*The data*:
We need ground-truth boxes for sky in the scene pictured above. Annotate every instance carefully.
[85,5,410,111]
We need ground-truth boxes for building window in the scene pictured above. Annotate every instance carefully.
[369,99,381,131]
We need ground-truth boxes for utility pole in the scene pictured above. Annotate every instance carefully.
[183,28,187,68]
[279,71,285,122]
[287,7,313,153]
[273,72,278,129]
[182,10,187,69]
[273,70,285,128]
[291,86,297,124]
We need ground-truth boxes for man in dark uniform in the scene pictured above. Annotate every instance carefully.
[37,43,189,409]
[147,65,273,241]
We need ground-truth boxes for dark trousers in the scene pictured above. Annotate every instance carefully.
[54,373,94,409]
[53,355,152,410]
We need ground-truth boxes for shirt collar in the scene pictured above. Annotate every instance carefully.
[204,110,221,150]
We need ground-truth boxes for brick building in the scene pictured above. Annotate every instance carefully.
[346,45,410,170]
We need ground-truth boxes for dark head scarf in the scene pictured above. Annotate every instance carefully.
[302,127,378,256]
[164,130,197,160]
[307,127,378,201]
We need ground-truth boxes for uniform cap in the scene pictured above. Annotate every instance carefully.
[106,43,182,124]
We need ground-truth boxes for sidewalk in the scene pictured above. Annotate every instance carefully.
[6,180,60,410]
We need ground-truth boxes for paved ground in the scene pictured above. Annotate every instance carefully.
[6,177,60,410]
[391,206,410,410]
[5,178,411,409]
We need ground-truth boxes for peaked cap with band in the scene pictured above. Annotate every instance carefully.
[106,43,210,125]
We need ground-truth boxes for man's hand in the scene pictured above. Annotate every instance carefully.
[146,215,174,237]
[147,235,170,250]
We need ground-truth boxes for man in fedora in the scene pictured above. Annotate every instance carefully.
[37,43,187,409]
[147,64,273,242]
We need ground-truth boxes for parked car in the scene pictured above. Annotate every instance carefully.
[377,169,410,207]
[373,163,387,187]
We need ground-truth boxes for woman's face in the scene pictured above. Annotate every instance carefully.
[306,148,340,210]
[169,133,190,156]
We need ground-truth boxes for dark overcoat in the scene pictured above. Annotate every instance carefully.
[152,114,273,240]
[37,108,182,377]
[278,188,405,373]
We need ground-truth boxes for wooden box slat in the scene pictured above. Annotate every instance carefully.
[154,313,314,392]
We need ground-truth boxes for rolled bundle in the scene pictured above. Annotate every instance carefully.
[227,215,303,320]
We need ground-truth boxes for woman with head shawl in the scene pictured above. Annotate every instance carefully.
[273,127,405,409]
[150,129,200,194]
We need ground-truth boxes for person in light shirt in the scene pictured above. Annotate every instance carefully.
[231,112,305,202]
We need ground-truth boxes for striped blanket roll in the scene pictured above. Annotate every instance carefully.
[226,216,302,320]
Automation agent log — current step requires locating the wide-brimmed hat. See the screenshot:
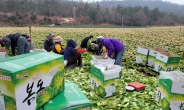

*Your instructions*:
Once the pictures are dropped, please print every remaining line of the material verbatim.

*Solution to the exercise*:
We need ground-truth boxes for sky in the scene pictured above. Annotate every instance carefully.
[85,5,410,111]
We need ground-truth boxes for building window in the scene pictured above. Annotate every instance carefully.
[369,99,381,131]
We need ground-truth boxes for utility pole in the scene pictured above. Annotate every instance carefully.
[183,28,187,68]
[279,71,285,122]
[287,7,313,153]
[273,72,278,129]
[182,10,187,69]
[273,70,285,128]
[291,86,297,124]
We need ground-truth boxes for man in dark uniform in the scene pictured above. Annotate every instance carefully.
[37,43,189,409]
[147,65,273,241]
We need ground-truth boxes for dark trousers in the scene pictured above. Annotate every instance carefully.
[54,373,94,409]
[53,355,152,410]
We need ground-truth boxes for shirt collar in the scene pictured above. Annotate every instance carefully.
[204,110,221,150]
We need ground-truth boxes for brick building in the scene pictured above. Annotate every instance carefully.
[346,45,410,170]
We need ground-truth boxes for dark head scarf in the scene pictured above. Annotate every instance carefully.
[302,127,378,256]
[164,130,197,160]
[307,127,378,201]
We need ground-truth boxes for uniform cap in the scene pictured above. Annotate every instance carefully.
[106,43,182,124]
We need ground-truth boxes for sidewalk in the scene pictured above. Annotate every instance carefully.
[6,180,60,410]
We need ground-truth boxes for paved ground in the scene pictured above. Annotate every instance carefully.
[6,177,60,410]
[391,206,410,410]
[5,178,411,409]
We need ground-truth boxes for peaked cap with band in the scene pictured above. Annotate every instance carefully.
[106,43,210,125]
We need ground-truth boxes for man's hand in the scene pictured above. Annotate every instance carefully.
[146,215,174,237]
[147,235,170,250]
We need ground-truth boxes for man in fedora in the scene pictured above. Annotate every instance carefully.
[37,43,187,409]
[147,64,273,242]
We need ground-truth boxes for parked car in the scene pictured above. Annotate every instance carefully.
[377,169,410,207]
[373,163,387,187]
We need ground-truth boxes for woman's face in the scene pictured above. Annotate every instance carefully.
[306,148,340,210]
[169,133,190,156]
We need ground-truth boxes for dark overcoat in the scene pictured above. Annotate every instance carefully.
[152,114,273,240]
[37,108,182,377]
[278,188,405,373]
We need ground-truth boxes for wooden box slat in the scene pictured above. Annotate every instance carefully.
[154,313,314,392]
We need ground-truth boxes for rolled bundle in the scene pictured above. Annotate every instance carefully.
[227,215,303,320]
We need ground-truth boxes for woman with head shawl in the scene pictured above. Annotate every instance carefully.
[273,127,405,409]
[150,129,200,194]
We need ground-truth boxes for person in light shirt in the scene pictured above. Annotate every instance carefully.
[231,112,305,202]
We need ground-truth boxes for striped blanket roll in the scene pictured above. Annotate every instance carefully.
[226,216,302,320]
Automation agent log — current step requires locating the wide-brimmed hat. See the screenshot:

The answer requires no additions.